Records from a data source
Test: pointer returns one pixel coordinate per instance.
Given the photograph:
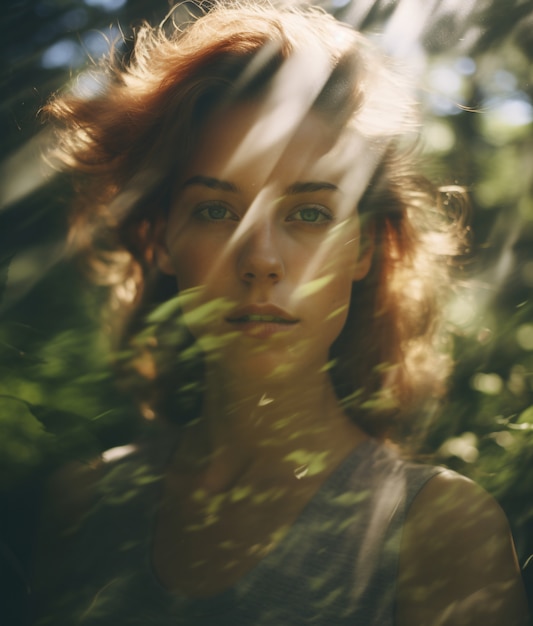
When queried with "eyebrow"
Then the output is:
(226, 185)
(212, 183)
(310, 187)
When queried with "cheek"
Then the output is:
(193, 263)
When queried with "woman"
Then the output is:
(259, 159)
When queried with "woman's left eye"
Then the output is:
(311, 215)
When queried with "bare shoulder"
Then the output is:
(457, 560)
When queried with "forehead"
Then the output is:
(246, 143)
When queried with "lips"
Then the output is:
(261, 314)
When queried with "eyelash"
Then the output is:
(204, 207)
(324, 216)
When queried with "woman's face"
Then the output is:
(265, 242)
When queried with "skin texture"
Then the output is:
(458, 566)
(280, 229)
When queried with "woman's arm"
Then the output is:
(458, 565)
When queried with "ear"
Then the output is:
(162, 255)
(366, 251)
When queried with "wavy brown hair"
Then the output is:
(125, 146)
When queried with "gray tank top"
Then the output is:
(336, 566)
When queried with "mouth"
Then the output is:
(261, 321)
(259, 318)
(262, 314)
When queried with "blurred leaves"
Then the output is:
(57, 397)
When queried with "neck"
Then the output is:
(266, 430)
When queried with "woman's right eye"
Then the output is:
(215, 212)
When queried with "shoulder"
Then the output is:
(457, 559)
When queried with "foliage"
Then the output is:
(57, 400)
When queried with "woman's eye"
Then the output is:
(311, 215)
(215, 212)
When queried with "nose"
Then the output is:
(259, 259)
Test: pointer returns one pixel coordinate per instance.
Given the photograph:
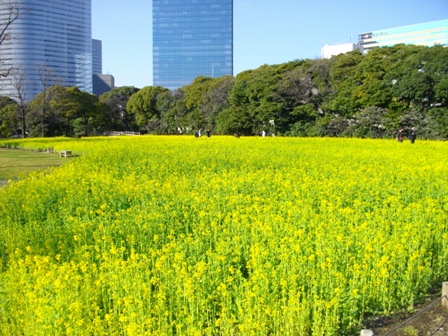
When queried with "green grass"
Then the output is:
(14, 163)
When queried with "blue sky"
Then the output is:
(265, 31)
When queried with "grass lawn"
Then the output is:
(14, 162)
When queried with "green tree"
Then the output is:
(144, 105)
(117, 117)
(8, 120)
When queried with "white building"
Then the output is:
(52, 41)
(329, 51)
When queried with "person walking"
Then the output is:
(400, 135)
(412, 135)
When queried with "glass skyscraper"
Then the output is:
(426, 34)
(191, 38)
(51, 38)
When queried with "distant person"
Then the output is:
(400, 135)
(412, 135)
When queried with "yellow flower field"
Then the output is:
(221, 236)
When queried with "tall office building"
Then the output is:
(52, 38)
(426, 34)
(191, 38)
(97, 57)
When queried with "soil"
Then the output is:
(428, 319)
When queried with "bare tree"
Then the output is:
(8, 14)
(47, 79)
(19, 84)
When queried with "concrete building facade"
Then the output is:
(191, 38)
(426, 34)
(51, 38)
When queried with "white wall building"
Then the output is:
(329, 51)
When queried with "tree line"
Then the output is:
(349, 95)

Exercise goal:
Copy the listing exactly. Any image in it stays out of the copy.

The completed task:
Test: pointer returns one pixel coordinate per instance.
Given the photograph:
When queried with "eyebrow"
Then the output is:
(226, 185)
(212, 183)
(310, 187)
When queried with "cheek"
Then the output is:
(193, 263)
When queried with "woman"
Then the output is:
(259, 159)
When queried with "woman's left eye"
Then the output is:
(311, 215)
When queried with "bare shoulder"
Then the output is:
(457, 560)
When queried with "forehead"
Then the output is:
(246, 143)
When queried with "lips"
Then the output is:
(261, 314)
When queried with "eyelash"
Then the output is:
(204, 207)
(324, 216)
When queried with "woman's face"
Then the output is:
(265, 242)
When queried with "skin texture"
Then the output is:
(458, 566)
(280, 229)
When queried with "woman's arm"
Then the output is:
(458, 565)
When queried with "ear"
Then the output is:
(162, 255)
(366, 251)
When queried with "wavy brown hair"
Then the output is:
(125, 146)
When queried with "gray tank top"
Then the output is:
(336, 566)
When queried with "mouth"
Then the output is:
(261, 321)
(259, 318)
(262, 314)
When queried with "blurred leaves"
Then the output is:
(57, 397)
When queried with "neck"
Then the output is:
(266, 430)
When queried with "woman's right eye"
Then the output is:
(215, 212)
When queried with "shoulder"
Then the output is:
(457, 559)
When queried with "foliage"
Then the output is:
(57, 400)
When queried with "woman's eye"
Then the output is:
(311, 215)
(215, 212)
When queried with "nose"
Then the output is:
(259, 259)
Test: pointer returns one pixel coordinate per instance.
Given the photograph:
When queried with "green grass"
Then the output is:
(14, 163)
When queried with "blue sky"
Then the output is:
(265, 31)
When queried with "grass lawn"
Then the output is:
(14, 162)
When queried with "green tree"
Then the output is:
(144, 105)
(117, 117)
(8, 120)
When queried with "white building"
Then the output is:
(52, 41)
(329, 51)
When queried with "person walking"
Then the output is:
(400, 135)
(412, 135)
When queried with "glass skyscraper"
Then the output is:
(426, 34)
(191, 38)
(51, 38)
When queried with "distant person"
Then the output is:
(400, 135)
(412, 135)
When queried with "yellow flower field"
Then the output is:
(221, 236)
When queried with "tall office building"
Then the output is:
(52, 38)
(426, 34)
(191, 38)
(97, 57)
When queried with "soil"
Then the output is:
(428, 319)
When queried with "bare tree"
Then the output is:
(8, 14)
(47, 79)
(19, 84)
When queried with "concrete building facade"
Then the output is:
(191, 38)
(426, 34)
(51, 38)
When queried with "white wall building"
Then the output is:
(329, 51)
When queried with "tree line"
Then the output is:
(349, 95)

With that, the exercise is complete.